What to work on →
Update the data from its first line through the line containing "(433, 172), (489, 240)", replacing "Return format" with "Output format" everywhere and keeping everything else the same. Omit the pictures from your answer.

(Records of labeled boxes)
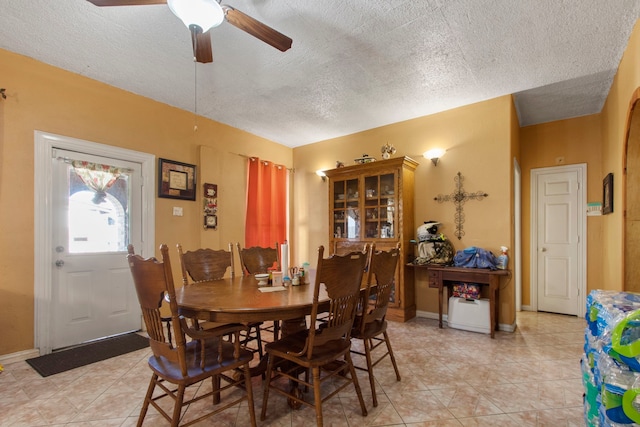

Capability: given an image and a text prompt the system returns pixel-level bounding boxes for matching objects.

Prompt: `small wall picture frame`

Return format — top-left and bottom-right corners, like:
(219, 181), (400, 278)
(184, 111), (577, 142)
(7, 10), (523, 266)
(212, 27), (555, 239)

(202, 183), (218, 230)
(158, 159), (196, 200)
(602, 173), (613, 215)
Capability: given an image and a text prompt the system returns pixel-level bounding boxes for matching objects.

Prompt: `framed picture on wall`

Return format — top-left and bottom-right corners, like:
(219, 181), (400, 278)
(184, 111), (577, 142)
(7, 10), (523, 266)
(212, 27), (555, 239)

(602, 173), (613, 215)
(158, 159), (196, 200)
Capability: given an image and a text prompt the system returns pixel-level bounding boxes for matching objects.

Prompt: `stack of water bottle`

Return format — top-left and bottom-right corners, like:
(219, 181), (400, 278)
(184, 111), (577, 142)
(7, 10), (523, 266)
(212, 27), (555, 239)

(581, 290), (640, 427)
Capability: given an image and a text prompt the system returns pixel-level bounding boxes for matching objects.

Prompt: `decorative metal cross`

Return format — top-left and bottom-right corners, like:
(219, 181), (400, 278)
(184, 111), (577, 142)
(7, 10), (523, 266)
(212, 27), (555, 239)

(433, 172), (489, 240)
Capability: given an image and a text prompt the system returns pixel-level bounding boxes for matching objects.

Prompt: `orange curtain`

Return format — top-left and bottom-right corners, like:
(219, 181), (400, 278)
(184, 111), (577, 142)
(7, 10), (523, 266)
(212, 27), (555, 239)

(245, 157), (287, 248)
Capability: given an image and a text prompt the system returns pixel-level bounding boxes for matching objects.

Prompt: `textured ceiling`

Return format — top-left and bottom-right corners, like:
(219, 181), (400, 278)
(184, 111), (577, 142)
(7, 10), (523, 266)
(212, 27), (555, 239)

(0, 0), (640, 147)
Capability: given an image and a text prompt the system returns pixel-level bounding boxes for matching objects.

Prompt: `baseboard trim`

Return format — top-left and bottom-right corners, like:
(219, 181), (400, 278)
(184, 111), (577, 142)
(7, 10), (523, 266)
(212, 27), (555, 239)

(0, 348), (40, 365)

Solved exercise →
Capability: given an image and a text prompt the system returns pixel-level bounding boxes for matching objects.

Prompt: `small wall picture frame`

Output format — top-left and bottom-right corners, like:
(219, 181), (400, 278)
(184, 111), (577, 142)
(7, 10), (523, 266)
(212, 27), (555, 239)

(202, 183), (218, 230)
(158, 159), (196, 200)
(602, 173), (613, 215)
Capability: given an image and a text prompt the system returns pixel-level bounding boxes for matching objects.

Prompt: `framed picture on wall`

Output format — top-left and bottom-right corners, like:
(219, 181), (400, 278)
(184, 111), (577, 142)
(7, 10), (523, 266)
(212, 27), (555, 239)

(602, 173), (613, 215)
(158, 159), (196, 200)
Capability: given an image and a text prompt the system returns pixel-level bounding boxes for matching objects.

Prompt: `stack of water bottle`

Output format — top-left and bottom-right corners, like:
(219, 181), (400, 278)
(184, 111), (577, 142)
(7, 10), (523, 266)
(212, 27), (555, 239)

(581, 290), (640, 427)
Capability: given an image and a text prompt the system returns pixel-level bounding boxes for matching objects.

Prompt: `decorative metal cross`

Output format — top-left and bottom-right corners, like:
(219, 181), (400, 278)
(184, 111), (577, 142)
(7, 10), (523, 266)
(212, 27), (555, 239)

(433, 172), (489, 240)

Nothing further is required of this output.